Dataset extract ▸
* * * *

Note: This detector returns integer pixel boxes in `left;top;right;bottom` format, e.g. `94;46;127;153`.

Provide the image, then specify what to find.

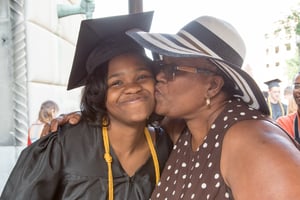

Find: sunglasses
154;61;216;81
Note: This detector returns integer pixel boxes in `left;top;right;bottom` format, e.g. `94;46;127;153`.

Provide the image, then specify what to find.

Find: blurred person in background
277;72;300;142
265;79;287;120
0;12;173;200
27;100;59;145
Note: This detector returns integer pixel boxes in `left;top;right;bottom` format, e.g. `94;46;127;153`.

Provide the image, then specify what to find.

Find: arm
221;120;300;200
0;134;61;200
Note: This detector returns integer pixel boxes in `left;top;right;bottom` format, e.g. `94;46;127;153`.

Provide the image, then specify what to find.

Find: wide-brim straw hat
67;11;153;90
127;16;269;115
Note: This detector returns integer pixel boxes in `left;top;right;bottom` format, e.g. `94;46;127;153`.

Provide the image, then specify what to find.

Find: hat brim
127;30;270;115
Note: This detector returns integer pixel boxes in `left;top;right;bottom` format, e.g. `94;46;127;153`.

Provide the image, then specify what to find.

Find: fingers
69;112;81;125
41;124;50;136
49;112;81;133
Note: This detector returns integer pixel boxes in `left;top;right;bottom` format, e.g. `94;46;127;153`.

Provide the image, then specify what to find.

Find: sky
94;0;300;87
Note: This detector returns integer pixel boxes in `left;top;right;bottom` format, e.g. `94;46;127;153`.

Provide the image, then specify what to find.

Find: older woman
128;16;300;200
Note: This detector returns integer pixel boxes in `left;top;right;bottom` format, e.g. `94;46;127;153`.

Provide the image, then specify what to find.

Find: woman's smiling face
106;54;155;123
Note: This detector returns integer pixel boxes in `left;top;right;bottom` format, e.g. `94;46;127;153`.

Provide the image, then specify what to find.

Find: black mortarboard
67;11;153;90
265;78;281;89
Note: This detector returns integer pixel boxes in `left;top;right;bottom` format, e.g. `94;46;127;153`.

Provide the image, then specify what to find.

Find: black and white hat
127;16;269;115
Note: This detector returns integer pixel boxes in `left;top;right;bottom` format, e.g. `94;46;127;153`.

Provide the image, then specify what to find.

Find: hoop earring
206;97;211;109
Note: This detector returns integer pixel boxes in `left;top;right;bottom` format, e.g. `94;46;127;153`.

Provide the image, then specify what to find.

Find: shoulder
221;120;300;199
276;113;297;122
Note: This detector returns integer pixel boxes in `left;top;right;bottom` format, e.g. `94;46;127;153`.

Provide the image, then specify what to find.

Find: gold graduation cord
268;97;285;118
102;125;160;200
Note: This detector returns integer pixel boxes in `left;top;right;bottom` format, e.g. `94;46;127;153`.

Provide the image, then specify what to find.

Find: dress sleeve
0;133;62;200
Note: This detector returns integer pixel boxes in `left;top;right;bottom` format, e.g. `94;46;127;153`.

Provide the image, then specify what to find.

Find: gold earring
206;97;211;109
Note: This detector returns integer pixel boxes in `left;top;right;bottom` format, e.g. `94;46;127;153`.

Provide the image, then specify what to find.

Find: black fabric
0;121;172;200
294;115;300;143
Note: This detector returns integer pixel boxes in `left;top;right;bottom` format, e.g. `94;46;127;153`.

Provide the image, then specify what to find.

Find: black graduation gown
0;121;172;200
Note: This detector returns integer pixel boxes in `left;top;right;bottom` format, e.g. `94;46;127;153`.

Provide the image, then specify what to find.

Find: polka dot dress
151;99;264;200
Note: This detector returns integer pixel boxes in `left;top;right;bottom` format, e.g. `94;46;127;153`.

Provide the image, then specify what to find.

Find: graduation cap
67;11;153;90
264;78;281;89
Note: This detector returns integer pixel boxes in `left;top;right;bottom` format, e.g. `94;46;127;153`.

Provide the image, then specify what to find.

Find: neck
186;98;227;150
108;121;146;155
269;98;279;104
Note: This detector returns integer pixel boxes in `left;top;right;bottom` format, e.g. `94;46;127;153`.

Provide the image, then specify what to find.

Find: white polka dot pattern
151;100;264;200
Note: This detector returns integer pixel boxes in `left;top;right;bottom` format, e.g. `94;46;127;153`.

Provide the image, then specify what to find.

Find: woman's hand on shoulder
221;120;300;200
41;111;81;135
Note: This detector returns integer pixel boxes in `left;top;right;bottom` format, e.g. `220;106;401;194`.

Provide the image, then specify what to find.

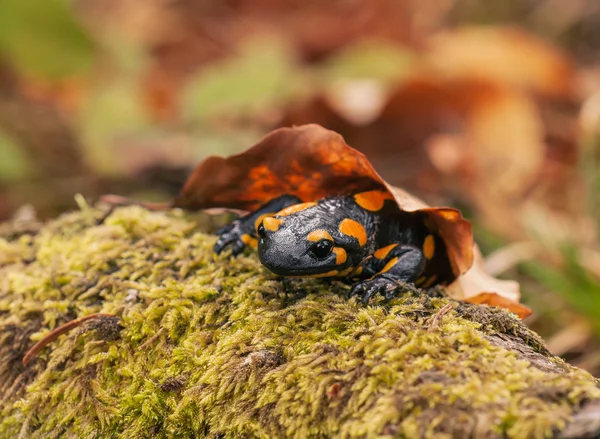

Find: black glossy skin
215;195;453;301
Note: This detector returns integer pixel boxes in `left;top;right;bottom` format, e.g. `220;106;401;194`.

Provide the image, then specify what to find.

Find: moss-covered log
0;207;600;439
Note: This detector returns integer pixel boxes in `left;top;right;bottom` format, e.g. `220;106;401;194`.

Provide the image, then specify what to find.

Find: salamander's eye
308;239;333;259
256;225;266;238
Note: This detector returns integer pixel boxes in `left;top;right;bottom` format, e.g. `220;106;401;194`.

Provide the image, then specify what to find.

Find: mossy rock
0;207;600;439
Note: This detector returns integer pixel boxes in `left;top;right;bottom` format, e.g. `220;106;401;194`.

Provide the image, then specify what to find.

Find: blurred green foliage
0;0;97;79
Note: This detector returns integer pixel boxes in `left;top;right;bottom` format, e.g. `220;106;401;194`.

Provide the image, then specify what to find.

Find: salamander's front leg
348;244;425;303
213;195;301;256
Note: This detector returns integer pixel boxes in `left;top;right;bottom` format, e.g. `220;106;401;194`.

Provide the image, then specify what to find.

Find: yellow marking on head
306;229;333;242
354;191;394;212
276;201;317;216
373;244;398;259
423;235;435;259
242;234;258;249
263;217;283;232
333;247;348;265
379;257;398;273
254;213;273;230
423;274;437;288
298;270;339;278
339;218;367;247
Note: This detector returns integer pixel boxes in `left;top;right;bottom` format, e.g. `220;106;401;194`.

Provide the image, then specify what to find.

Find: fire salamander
214;190;456;302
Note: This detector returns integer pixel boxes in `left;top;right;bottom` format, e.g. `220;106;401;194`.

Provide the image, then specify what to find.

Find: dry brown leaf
173;124;523;314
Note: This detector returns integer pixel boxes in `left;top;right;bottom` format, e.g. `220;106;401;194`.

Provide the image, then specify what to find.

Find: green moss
0;207;600;438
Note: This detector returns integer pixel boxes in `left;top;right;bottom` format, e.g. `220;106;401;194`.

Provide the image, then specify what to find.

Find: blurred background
0;0;600;376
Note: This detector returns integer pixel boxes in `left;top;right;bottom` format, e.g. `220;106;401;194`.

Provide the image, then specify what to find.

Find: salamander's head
258;203;364;277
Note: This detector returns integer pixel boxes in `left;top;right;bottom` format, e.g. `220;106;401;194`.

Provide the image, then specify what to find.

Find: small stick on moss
427;302;454;331
99;194;172;211
22;313;114;366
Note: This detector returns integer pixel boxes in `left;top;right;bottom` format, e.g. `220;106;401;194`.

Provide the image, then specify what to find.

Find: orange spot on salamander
306;229;333;242
354;191;393;212
373;244;398;259
339;218;367;247
242;234;258;249
263;217;283;232
333;247;348;265
423;235;435;259
276;202;317;216
254;213;273;230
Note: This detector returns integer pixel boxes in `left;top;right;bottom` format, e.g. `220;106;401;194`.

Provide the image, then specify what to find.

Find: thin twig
23;313;114;366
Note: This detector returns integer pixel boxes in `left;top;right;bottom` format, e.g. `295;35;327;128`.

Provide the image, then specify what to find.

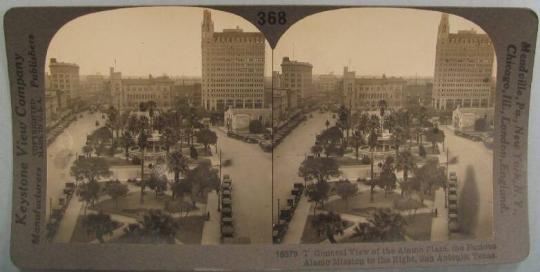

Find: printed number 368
257;11;287;25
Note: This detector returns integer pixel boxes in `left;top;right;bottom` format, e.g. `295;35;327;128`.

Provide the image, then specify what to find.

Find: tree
82;144;94;158
77;181;100;214
184;160;219;207
298;157;340;182
197;128;217;152
368;130;378;202
249;119;264;134
146;173;167;199
311;212;345;244
474;117;488;131
377;100;388;130
335;180;358;210
418;144;427;158
120;131;135;160
167;150;188;182
352;209;407;242
70;157;112;182
378;156;397;197
311;144;323;157
351;131;365;160
126;209;180;244
160;127;179;154
171;181;192;199
189;146;199;160
306;181;330;215
137;129;149;204
105;182;129;208
396;150;416;190
425;127;444;152
390;127;407;156
414;160;447;203
82;211;117;243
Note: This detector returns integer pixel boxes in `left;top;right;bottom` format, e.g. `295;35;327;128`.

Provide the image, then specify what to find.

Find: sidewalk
431;188;449;241
282;196;312;245
201;192;221;245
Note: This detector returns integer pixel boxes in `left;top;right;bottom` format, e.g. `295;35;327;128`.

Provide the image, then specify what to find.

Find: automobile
244;136;259;144
259;141;273;152
221;216;232;226
448;218;459;232
221;181;232;191
221;225;234;238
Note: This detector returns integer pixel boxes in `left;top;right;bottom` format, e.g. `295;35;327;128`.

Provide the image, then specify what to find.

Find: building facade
201;10;265;111
48;58;80;105
279;57;313;107
110;68;174;111
432;14;495;111
342;67;407;111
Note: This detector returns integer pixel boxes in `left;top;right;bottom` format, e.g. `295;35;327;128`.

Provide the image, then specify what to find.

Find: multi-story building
403;80;433;106
79;75;107;101
432;14;495;111
342;67;407;110
317;74;339;94
48;58;79;104
171;81;201;107
201;10;265;111
272;88;296;127
279;57;313;106
110;68;174;111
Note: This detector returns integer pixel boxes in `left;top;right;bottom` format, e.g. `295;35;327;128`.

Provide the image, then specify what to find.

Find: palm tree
352;209;407;242
167;150;188;183
377;99;388;129
352;130;364;160
368;130;378;202
311;212;345;244
396;150;416;195
391;127;407;157
82;211;117;243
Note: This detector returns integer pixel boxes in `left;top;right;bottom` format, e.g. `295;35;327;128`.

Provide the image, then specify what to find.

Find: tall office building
201;10;265;111
432;14;495;110
49;58;79;107
280;57;313;106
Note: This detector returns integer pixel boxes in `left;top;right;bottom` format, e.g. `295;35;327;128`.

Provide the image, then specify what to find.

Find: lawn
91;190;192;218
110;216;205;244
404;213;433;241
324;190;422;216
300;215;353;244
176;216;205;244
70;215;123;243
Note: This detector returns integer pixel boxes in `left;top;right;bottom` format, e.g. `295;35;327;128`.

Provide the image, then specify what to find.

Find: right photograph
272;8;497;244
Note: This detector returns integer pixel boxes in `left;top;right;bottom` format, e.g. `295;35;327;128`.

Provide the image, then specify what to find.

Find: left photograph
45;7;272;245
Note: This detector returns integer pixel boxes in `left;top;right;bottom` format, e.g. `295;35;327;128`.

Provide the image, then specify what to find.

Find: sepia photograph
45;7;496;248
5;3;538;271
45;7;272;245
272;8;496;244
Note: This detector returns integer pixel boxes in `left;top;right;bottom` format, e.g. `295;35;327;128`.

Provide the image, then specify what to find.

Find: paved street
444;128;493;239
273;113;333;220
46;112;105;217
213;129;272;244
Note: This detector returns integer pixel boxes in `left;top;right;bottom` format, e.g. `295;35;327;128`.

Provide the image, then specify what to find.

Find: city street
213;129;272;244
46;112;105;216
443;125;493;239
272;112;333;220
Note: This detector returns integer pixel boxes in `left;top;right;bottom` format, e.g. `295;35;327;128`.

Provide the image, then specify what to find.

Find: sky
47;7;492;76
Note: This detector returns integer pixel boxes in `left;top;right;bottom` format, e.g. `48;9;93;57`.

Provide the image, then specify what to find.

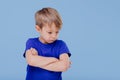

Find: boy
24;8;71;80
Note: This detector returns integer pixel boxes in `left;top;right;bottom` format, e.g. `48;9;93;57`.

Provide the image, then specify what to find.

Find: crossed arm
26;48;70;72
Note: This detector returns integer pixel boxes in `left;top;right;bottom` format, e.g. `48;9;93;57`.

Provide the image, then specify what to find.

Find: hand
30;48;38;55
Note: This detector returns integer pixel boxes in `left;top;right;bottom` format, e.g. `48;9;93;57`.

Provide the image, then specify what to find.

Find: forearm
27;55;57;68
42;60;70;72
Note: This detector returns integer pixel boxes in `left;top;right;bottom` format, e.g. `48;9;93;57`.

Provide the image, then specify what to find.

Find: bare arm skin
26;48;70;72
26;48;58;67
42;53;70;72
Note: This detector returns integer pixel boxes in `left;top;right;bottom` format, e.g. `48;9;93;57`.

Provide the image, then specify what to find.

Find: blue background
0;0;120;80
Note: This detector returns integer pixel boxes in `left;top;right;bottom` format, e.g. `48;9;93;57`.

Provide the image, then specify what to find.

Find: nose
52;34;57;39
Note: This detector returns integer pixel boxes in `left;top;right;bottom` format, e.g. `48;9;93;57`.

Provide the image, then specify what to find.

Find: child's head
35;8;62;43
35;8;62;29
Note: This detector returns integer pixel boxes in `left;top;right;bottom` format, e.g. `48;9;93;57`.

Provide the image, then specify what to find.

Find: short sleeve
59;41;71;57
23;39;34;57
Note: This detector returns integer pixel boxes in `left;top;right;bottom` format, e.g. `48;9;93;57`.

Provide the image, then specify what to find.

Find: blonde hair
35;7;62;29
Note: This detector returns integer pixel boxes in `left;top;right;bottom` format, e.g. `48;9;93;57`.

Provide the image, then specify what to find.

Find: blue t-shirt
23;38;71;80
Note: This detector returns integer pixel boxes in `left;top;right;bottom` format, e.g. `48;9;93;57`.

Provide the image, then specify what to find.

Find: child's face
37;24;59;44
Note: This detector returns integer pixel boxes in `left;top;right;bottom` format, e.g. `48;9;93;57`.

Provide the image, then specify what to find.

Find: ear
35;25;41;32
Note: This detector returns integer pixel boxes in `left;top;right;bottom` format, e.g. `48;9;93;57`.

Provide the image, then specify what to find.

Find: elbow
61;65;69;72
26;58;34;66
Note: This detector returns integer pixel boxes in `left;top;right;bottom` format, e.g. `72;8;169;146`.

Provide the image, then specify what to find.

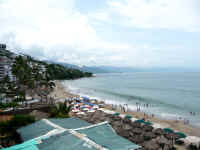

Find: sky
0;0;200;68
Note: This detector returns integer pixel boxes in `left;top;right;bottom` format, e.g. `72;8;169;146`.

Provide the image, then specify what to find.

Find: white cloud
108;0;200;31
0;0;131;63
0;0;199;66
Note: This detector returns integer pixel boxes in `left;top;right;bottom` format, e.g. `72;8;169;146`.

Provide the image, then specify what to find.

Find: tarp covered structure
4;118;140;150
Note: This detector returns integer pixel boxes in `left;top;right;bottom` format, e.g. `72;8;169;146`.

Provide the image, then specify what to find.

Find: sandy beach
51;81;200;137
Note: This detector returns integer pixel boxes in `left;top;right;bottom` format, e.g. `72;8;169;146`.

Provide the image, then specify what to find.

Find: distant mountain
54;63;141;73
51;62;197;73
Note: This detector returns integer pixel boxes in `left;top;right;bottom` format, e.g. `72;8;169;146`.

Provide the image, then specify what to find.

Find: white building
0;44;14;81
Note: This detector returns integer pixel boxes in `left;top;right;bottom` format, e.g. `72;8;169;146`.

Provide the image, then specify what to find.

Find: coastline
51;81;200;137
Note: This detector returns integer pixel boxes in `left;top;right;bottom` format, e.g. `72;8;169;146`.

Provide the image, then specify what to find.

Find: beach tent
17;117;91;141
82;97;90;101
163;128;174;133
113;112;120;116
135;119;145;123
3;140;38;150
84;102;94;107
144;121;152;125
175;132;187;138
13;118;140;150
124;115;132;119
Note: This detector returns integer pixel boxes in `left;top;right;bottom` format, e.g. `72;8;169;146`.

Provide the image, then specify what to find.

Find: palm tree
51;102;72;118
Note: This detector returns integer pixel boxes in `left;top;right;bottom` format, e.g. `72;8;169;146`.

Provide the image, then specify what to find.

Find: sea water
64;72;200;126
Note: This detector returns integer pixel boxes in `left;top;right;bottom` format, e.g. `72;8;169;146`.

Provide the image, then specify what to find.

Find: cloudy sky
0;0;200;68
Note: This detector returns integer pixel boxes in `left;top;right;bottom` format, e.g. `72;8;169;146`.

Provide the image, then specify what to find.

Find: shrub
0;115;35;133
51;103;71;118
0;102;18;109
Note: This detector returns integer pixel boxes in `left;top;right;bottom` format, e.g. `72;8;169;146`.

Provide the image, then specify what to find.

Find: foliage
0;52;92;102
51;103;72;118
46;64;92;80
0;115;35;133
0;102;18;109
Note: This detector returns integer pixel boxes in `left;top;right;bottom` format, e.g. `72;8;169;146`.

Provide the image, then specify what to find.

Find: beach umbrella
135;119;145;123
72;109;80;113
93;105;99;109
124;115;132;119
175;132;187;138
83;97;90;101
84;102;94;107
113;112;120;116
163;128;174;133
144;121;152;126
88;109;96;112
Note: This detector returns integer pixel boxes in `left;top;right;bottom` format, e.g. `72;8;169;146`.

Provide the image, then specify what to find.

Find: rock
130;135;144;144
30;110;50;120
154;128;165;136
175;140;185;145
131;122;142;128
142;125;153;132
118;130;130;138
157;136;170;145
143;132;156;141
111;121;122;127
123;118;132;124
142;141;159;150
164;133;178;140
122;124;132;130
132;128;143;135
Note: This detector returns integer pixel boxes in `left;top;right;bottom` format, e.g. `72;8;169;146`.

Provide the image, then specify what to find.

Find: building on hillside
0;44;14;81
0;44;6;50
7;118;141;150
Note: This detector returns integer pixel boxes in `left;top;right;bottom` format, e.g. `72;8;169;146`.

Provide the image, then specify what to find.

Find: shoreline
51;81;200;137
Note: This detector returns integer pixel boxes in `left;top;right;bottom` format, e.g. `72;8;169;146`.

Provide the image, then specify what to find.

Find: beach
51;81;200;137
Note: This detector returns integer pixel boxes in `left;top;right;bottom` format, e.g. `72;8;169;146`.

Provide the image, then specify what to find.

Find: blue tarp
3;140;39;150
11;118;140;150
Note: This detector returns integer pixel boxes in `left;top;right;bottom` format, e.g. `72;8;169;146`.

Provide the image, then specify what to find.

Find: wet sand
51;81;200;137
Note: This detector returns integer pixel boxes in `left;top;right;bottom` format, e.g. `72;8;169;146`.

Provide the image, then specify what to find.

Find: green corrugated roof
6;118;140;150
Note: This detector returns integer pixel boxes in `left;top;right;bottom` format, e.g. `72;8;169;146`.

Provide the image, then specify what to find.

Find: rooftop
4;118;139;150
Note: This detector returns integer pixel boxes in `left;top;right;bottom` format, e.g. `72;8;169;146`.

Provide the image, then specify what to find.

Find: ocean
64;72;200;126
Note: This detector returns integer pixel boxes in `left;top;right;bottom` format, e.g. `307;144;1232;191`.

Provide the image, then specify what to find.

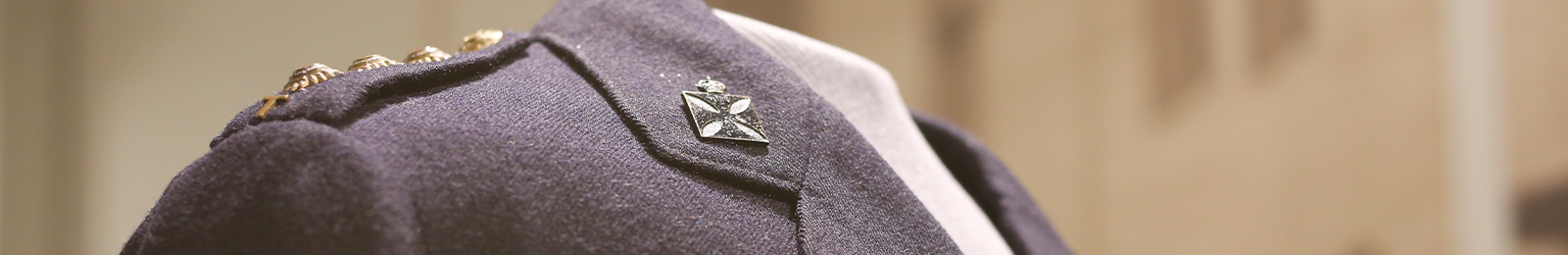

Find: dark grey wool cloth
122;0;1068;255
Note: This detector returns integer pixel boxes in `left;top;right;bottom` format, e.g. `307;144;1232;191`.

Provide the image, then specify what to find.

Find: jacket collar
530;0;956;253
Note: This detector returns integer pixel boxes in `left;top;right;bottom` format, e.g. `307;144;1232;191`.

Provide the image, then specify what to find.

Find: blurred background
0;0;1568;255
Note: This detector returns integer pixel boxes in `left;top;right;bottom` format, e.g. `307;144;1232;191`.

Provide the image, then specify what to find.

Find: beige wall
0;0;1568;255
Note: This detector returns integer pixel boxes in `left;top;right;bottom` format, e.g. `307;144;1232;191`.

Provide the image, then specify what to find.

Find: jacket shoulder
209;29;528;148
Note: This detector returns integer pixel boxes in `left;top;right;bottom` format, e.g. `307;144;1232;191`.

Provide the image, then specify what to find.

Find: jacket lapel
531;0;958;253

* * * *

Repeat the items word for word, from the first line through the line that contains "0;134;61;200". Leave the pictures out.

Note: This detector returns integer pixel boxes in `left;top;right;bottom` format, e.g. `94;46;127;153`.

Provide the image, then specify what to find.


Find: sunglasses
154;61;216;81
Note: This detector returns integer pixel boxes in `left;top;right;bottom` format, e.g. `94;46;127;153`.

Provide the image, then specify what to find.

Find: blurred person in background
277;72;300;142
265;79;287;120
0;12;173;200
27;100;59;145
Note: This detector returns integer pixel boxes in `left;top;right;bottom` format, e.g. `94;46;127;153`.

Provide the image, then specify what to find.

Find: arm
221;120;300;200
0;134;61;200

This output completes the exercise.